- [EXERCISE INSTRUCTIONS]: Take the pneumococcus health information and give again the passage starting at "What is pneumococcus?" and ending at "such as meningitis.", changing "serious illness" to "severe illness".

- [EXTRACT PROVIDED]:
________________
Health Information


What is pneumococcus?

Pneumococcus is a bacteria that can cause serious illness in children, including pneumonia, infection in the blood, and meningitis (infection in the tissues around the brain and spinal cord). In young children, pneumococcal infection often causes otitis media (middle ear infection), which can lead to more serious complications such as meningitis.

Immunization against pneumococcus:

Although pneumococcal vaccines have been used for older children and adults for many years, a new form of pneumococcal vaccine is now recommended by the American Academy of Pediatrics (AAP) for all children younger than age two. This vaccine is called pneumococcal conjugate vaccine (PCV7 before 2010, and PCV13 since then). PCV13 is the newest form of the vaccine--approved in 2010--and protects against more strains of pneumococcus.The AAP also recommends that a single dose of PCV13 be given to all children ages14 through 59 months who have received an age-appropriate series of PCV7 as well as those up to 71 months of age who are at very high risk for developing pneumococcal infections. This includes children who have weakened immune (infection fighting) systems, such as those with sickle cell disease and HIV infection (human immunodeficiency virus).

When is PCV13 given?

PCV13 can be given along with other childhood vaccines and is recommended at the following ages:

  • Two months
  • Four months
  • Six months
  • 12 to 15 months
Children who are sick or have a fever should wait until they are well to receive the vaccine. Children who have had a prior serious reaction to any type of pneumococcal vaccine should not receive PCV13.

What are the risks from PCV13?

A vaccine, like any medication, is capable of causing serious problems, such as severe allergic reactions. However, the most common reactions to PCV13 include the following:

  • Pain and redness at place in the location where shot was given
  • Fever
  • Muscle aches

How do I care for my child after immunization with PCV13?

  • Give your child aspirin-free pain reliever, as directed by your child's physician. Do not give aspirin.
  • An allergic reaction would most likely occur within a few minutes to a few hours of the shot. Signs of an allergic reaction may include difficulty breathing, wheezing, (squeaking sounds while breathing due to tight airways), weakness, fast heartbeat, hives, and paleness. Report these or any other unusual signs immediately to your child's physician.
________________
- [INFORMATION PROVIDED]:

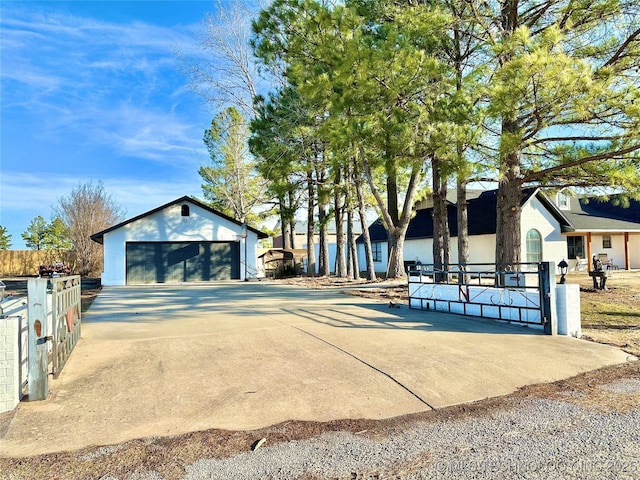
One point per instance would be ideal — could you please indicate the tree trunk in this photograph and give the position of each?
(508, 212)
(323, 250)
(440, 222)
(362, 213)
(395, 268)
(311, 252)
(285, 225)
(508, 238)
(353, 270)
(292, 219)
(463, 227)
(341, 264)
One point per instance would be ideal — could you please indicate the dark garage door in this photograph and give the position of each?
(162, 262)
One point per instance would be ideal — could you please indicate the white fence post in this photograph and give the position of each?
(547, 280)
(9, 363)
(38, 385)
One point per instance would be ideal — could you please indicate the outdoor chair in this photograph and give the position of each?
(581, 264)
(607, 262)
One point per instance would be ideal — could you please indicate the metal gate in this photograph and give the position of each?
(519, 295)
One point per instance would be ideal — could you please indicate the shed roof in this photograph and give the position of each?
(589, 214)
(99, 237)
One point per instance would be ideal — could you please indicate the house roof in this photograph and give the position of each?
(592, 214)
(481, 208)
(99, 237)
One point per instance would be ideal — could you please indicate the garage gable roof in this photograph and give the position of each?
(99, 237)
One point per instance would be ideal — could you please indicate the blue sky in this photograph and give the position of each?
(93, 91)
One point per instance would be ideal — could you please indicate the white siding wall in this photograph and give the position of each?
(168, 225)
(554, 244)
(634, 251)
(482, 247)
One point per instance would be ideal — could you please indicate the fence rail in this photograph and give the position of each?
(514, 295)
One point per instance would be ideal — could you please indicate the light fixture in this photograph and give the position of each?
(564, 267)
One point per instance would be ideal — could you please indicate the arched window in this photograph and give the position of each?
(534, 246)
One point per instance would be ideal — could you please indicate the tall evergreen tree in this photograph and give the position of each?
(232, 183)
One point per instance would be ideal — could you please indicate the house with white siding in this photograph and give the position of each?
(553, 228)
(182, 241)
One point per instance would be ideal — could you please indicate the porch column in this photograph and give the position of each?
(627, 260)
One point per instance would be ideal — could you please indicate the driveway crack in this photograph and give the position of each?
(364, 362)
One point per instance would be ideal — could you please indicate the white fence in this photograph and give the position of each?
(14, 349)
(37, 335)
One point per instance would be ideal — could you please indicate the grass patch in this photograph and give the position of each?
________________
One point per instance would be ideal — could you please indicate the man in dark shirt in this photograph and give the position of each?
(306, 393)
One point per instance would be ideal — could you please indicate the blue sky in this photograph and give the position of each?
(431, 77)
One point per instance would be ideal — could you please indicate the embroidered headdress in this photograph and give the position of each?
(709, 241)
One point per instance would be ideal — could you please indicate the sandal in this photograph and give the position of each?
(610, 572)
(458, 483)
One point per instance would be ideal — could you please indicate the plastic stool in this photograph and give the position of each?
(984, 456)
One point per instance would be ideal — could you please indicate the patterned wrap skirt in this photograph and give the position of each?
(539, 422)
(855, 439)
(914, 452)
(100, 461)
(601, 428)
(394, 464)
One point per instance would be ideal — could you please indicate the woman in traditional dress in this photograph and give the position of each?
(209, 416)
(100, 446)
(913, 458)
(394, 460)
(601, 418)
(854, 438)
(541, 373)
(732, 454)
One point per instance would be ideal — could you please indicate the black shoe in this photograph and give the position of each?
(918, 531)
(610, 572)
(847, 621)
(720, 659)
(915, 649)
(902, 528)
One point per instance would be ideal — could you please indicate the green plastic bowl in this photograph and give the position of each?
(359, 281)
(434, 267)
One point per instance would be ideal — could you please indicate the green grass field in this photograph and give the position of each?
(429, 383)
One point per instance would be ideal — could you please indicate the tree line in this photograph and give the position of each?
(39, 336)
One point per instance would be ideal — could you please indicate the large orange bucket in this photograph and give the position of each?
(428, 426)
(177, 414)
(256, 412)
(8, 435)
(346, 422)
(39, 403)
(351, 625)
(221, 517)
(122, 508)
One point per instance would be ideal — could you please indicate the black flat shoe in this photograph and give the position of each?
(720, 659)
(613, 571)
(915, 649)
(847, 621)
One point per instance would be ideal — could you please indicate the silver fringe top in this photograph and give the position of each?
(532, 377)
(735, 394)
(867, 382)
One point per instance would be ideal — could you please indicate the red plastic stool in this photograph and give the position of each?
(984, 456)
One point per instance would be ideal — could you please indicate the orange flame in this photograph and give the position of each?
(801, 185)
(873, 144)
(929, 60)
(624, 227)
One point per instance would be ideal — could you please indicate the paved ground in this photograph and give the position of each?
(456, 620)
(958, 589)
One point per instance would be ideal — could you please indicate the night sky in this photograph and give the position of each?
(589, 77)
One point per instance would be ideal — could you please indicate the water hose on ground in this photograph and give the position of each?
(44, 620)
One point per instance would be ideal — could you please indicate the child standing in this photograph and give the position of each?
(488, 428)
________________
- [EXERCISE SOLUTION]:
What is pneumococcus?

Pneumococcus is a bacteria that can cause severe illness in children, including pneumonia, infection in the blood, and meningitis (infection in the tissues around the brain and spinal cord). In young children, pneumococcal infection often causes otitis media (middle ear infection), which can lead to more serious complications such as meningitis.